When three graduate students at the University of Maine began researching Suboxone prescribers last fall, they didn’t yet realize they were stepping into a political ruckus.
Social work students Mikala Thompson, Alaina Crowley and Daniel Cohen wanted to know how many doctors in the state prescribed the medication, used to treat opioid addiction. A Belfast health center that offered the drug asked the students to find out, by contacting all of the 100-plus doctors on a government list, Thompson said. The students hoped to provide the state with updated contact information for the doctors.
They began planning the research project last September, she said. Three months later, Gov. Paul LePage’s proposal to eliminate state funding for methadone treatment in favor of Suboxone began grabbing headlines. Suddenly the question the students sought to answer — how many doctors in Maine prescribe Suboxone? — was on policymakers’ minds.
More specifically, are there enough doctors to handle a wave of former methadone patients switching to Suboxone under the governor’s budget plan?
The LePage administration maintains the state has the capacity to accommodate those patients.
In February, Thompson and her fellow students holed up in a room, divvied up the list, and hit the phones with a script, she said. At that time, 105 Maine doctors were identified as Suboxone prescribers on the registry, which fluctuates as physicians become certified to offer the medication. The students discovered a few more unlisted prescribers as they asked doctors for referrals and searched online, bringing the total to 112. (Doctors can choose to be omitted from the public list).
· · · · · · ·
Brief
In the article about Suboxone prescribers, how many prescribers did the students count in total after adding the ones missing from the registry?

Data excerpts
· · · · · · ·
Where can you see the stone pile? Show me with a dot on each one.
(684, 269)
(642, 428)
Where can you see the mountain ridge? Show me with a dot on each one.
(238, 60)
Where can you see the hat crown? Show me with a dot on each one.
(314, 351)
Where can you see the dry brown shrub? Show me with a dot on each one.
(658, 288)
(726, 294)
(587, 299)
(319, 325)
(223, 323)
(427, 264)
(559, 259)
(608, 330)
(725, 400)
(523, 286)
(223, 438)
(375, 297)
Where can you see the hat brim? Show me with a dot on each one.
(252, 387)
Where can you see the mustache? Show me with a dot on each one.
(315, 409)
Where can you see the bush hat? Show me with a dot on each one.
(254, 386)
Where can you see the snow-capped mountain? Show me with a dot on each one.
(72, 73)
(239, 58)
· · · · · · ·
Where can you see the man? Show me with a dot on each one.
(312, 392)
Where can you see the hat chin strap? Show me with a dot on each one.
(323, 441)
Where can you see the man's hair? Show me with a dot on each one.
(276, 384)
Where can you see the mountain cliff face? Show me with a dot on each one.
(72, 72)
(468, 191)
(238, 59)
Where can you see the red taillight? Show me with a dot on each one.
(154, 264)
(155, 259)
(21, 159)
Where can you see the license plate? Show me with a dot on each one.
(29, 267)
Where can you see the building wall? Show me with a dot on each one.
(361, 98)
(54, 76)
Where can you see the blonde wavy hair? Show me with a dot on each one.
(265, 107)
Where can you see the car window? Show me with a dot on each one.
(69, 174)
· · · · · · ·
Answer for the task
112